О себе

Беглова Наталья СпартаковнаЧитая биографии творческих людей, часто встречаешь фразу о том, что человек с детства не выпускал – тут предметы варьируются — ручку, кисть, резец из рук. Я же в детстве любила рисовать, а не писать. И много лет упорно посещала кружок рисования при Доме пионеров на Кутузовском проспекте. Где-то в середине шестидесятых годов, открыла для себя Ван-Гога, тогда его имя еще не было так затаскано. Сколько бы раз с тех пор я не видела его произведение, каждая новая встреча неизбежно оставляет ощущение чуда. Открытие его картин было великим счастьем и огромным несчастьем. Мне стало ясно, что я не обладаю и сотой долей того таланта, который и делает художника творцом, а не ремесленником. Интересно, что среди девяти греческих муз не было музы – покровительницы живописи. Греки, а позже и римляне относили живопись и скульптуру к ремеслам, а не к искусству. Иногда мне кажется, что они были правы. На сотни, даже тысячи тех, чью живопись и скульптуру можно отнести к искусству, приходятся орды тех, кого, порой, даже и ремесленником-то хорошим не назовешь.

* **ИСХОДНЫЕ ДАННЫЕ**
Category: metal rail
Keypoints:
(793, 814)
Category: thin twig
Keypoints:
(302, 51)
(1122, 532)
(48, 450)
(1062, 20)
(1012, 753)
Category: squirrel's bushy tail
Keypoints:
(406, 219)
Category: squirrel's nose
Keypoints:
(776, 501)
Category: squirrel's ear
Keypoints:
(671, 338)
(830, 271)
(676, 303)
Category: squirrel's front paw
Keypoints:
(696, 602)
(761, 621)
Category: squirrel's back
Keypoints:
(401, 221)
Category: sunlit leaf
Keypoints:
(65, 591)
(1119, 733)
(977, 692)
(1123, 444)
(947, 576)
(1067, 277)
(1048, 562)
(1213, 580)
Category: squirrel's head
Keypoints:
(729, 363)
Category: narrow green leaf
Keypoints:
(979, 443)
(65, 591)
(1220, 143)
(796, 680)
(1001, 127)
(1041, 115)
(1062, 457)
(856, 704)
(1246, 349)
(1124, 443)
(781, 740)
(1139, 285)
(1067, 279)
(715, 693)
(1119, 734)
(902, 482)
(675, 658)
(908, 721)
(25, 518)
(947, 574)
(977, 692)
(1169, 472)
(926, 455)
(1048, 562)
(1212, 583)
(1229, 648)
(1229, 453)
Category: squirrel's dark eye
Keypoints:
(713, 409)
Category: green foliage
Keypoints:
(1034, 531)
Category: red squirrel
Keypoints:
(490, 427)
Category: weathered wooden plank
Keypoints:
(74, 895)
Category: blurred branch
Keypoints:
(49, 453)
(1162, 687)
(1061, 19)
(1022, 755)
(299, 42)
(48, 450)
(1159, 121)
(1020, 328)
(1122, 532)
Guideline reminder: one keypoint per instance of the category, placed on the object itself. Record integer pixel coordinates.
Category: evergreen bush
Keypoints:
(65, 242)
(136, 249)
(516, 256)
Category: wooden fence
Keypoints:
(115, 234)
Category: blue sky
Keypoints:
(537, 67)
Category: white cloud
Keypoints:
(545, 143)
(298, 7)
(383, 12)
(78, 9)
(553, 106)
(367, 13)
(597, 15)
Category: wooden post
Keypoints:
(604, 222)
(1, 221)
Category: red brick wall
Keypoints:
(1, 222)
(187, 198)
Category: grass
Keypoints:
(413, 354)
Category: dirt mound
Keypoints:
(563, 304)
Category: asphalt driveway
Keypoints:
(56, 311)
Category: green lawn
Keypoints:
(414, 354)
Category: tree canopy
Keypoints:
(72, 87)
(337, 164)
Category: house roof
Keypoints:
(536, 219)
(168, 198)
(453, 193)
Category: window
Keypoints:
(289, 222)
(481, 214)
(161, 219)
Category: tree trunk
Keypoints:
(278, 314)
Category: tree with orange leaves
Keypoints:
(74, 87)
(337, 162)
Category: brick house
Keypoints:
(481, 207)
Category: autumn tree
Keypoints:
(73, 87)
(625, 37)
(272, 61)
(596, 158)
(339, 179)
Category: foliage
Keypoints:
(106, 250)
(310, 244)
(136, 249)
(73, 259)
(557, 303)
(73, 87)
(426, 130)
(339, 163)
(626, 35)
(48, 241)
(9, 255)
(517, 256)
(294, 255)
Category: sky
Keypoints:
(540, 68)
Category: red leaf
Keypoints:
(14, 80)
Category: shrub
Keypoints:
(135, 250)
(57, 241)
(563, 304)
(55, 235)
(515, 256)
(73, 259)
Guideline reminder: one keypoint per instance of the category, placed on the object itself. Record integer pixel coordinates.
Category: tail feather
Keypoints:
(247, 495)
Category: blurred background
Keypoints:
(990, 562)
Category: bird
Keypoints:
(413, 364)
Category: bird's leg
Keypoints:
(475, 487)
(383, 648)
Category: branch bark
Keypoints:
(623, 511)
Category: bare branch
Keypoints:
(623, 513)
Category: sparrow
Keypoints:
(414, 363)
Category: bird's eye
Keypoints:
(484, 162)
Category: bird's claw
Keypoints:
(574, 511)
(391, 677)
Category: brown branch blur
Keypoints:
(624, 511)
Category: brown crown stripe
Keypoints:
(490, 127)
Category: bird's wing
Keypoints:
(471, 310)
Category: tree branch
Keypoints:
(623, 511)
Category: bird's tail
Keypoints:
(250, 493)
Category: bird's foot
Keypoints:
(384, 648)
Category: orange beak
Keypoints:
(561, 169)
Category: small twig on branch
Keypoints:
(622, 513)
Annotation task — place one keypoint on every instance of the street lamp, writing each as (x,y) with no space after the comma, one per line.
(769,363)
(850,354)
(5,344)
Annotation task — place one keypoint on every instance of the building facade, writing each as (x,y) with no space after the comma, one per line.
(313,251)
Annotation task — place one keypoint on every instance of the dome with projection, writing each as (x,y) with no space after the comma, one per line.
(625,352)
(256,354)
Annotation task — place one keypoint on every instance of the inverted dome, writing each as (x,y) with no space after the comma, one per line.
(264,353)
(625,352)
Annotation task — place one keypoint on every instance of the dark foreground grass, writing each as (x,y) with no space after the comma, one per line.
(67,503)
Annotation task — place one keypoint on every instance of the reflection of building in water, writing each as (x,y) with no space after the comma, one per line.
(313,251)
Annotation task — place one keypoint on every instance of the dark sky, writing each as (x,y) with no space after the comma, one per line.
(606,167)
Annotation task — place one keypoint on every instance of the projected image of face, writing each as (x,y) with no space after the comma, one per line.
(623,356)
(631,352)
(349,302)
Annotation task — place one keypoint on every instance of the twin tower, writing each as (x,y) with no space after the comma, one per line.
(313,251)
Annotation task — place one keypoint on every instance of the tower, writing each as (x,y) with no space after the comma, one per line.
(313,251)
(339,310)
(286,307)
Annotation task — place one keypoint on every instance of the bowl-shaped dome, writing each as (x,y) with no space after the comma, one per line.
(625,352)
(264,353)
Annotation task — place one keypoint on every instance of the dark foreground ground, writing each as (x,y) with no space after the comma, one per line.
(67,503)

* **ЧТО НУЖНО СДЕЛАТЬ**
1. Сократите абзац фрагмента текста о рисовании, который начинается словами «Читая биографии творческих людей», и сохраните его основные факты.
2. Продолжите фрагмент текста о рисовании, начиная сразу после его последнего предложения.

* **ОТВЕТЫ К ЗАДАНИЯМ**
1. В детстве я любила рисовать, а не писать, и много лет ходила в кружок рисования при Доме пионеров на Кутузовском проспекте. В середине шестидесятых я открыла для себя Ван-Гога. Каждая встреча с его картинами до сих пор кажется чудом. Это открытие принесло и счастье, и несчастье: я поняла, что у меня нет и сотой доли таланта, который делает художника творцом, а не ремесленником. Среди девяти греческих муз не было покровительницы живописи. Греки и римляне считали живопись и скульптуру ремеслом, и иногда мне кажется, что они были правы. На сотни и даже тысячи настоящих мастеров приходятся орды тех, кого и хорошим ремесленником не назовешь.

2.
 Тот, кто распределяет задания для муз, наверное, долго примеривался, пытаясь понять, какая же из них может играть роль моей покровительницы.

 Талия и Мельпомена были отвергнуты. Я не унаследовала и капли драматического дарования моих родителей. А ведь мои отец и мать едва не стали профессиональными актерами. Но моих актерских способностей никогда не хватало даже на то, чтобы делать достойную мину при вынужденном вранье. Лицо всегда отказывалось мне повиноваться. Поняв это, я пришла к выводу, что для меня выгоднее говорить правду. И говорила ее, а потом не могла заставить себя сыграть еще одну необходимую роль – раскаяния. Пыталась, но ничего не получалось. Лучше удавалась роль жертвы, горделиво несущей бремя несправедливого наказания. Ведь для этого нужно было лишь молчать, гордо отказываясь подойти поцеловать маму или бабушку, а в дальнейшем, извиниться перед учителем, попросить прощения у подруги, признать свою неправоту перед коллегой и т.д., и т.п. В итоге заработала репутацию холодной и надменной личности.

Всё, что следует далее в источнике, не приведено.